→ THE TASK
Copy out the records below word for word.

→ INFORMATION SHOWN
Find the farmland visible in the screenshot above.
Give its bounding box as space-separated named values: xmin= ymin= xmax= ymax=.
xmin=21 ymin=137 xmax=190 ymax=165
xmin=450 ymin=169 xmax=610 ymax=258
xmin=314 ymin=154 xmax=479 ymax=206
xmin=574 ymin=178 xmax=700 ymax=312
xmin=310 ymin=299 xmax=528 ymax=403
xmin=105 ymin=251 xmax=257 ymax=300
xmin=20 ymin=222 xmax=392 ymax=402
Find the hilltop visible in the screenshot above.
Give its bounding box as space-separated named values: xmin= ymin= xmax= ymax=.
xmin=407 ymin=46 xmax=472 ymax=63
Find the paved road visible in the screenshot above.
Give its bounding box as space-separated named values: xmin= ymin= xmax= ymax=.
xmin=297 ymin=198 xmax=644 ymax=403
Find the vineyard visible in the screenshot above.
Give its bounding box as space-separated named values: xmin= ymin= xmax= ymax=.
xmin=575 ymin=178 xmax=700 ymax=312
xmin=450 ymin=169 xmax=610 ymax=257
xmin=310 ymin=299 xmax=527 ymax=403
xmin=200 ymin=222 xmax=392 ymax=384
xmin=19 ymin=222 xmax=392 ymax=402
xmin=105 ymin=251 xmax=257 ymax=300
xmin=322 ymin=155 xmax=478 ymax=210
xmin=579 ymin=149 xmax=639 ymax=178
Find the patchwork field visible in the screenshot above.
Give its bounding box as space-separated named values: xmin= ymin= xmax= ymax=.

→ IN RESPONSE
Find the farmland visible in the screenshot above.
Give its bounding box as space-separated named values: xmin= ymin= xmax= ymax=.
xmin=21 ymin=137 xmax=190 ymax=165
xmin=450 ymin=169 xmax=610 ymax=258
xmin=314 ymin=154 xmax=479 ymax=206
xmin=574 ymin=178 xmax=700 ymax=312
xmin=310 ymin=299 xmax=528 ymax=403
xmin=105 ymin=251 xmax=257 ymax=300
xmin=20 ymin=222 xmax=392 ymax=402
Find the hilltop visible in the screenshot above.
Give its bounding box as space-separated named values: xmin= ymin= xmax= ymax=.
xmin=407 ymin=46 xmax=472 ymax=63
Find the paved road visible in the screenshot above.
Give its bounding box as space-separated named values: xmin= ymin= xmax= ymax=.
xmin=297 ymin=198 xmax=644 ymax=403
Find the vineyard visible in the screenshot above.
Give its bounding box as space-separated named values: xmin= ymin= xmax= ymax=.
xmin=575 ymin=178 xmax=700 ymax=312
xmin=450 ymin=169 xmax=610 ymax=257
xmin=310 ymin=299 xmax=527 ymax=403
xmin=200 ymin=222 xmax=392 ymax=384
xmin=19 ymin=222 xmax=392 ymax=402
xmin=105 ymin=251 xmax=257 ymax=300
xmin=322 ymin=155 xmax=478 ymax=210
xmin=579 ymin=149 xmax=639 ymax=178
Find the patchwork field visible in the screenshot above.
Give its bounding box as space-separated named values: xmin= ymin= xmax= ymax=.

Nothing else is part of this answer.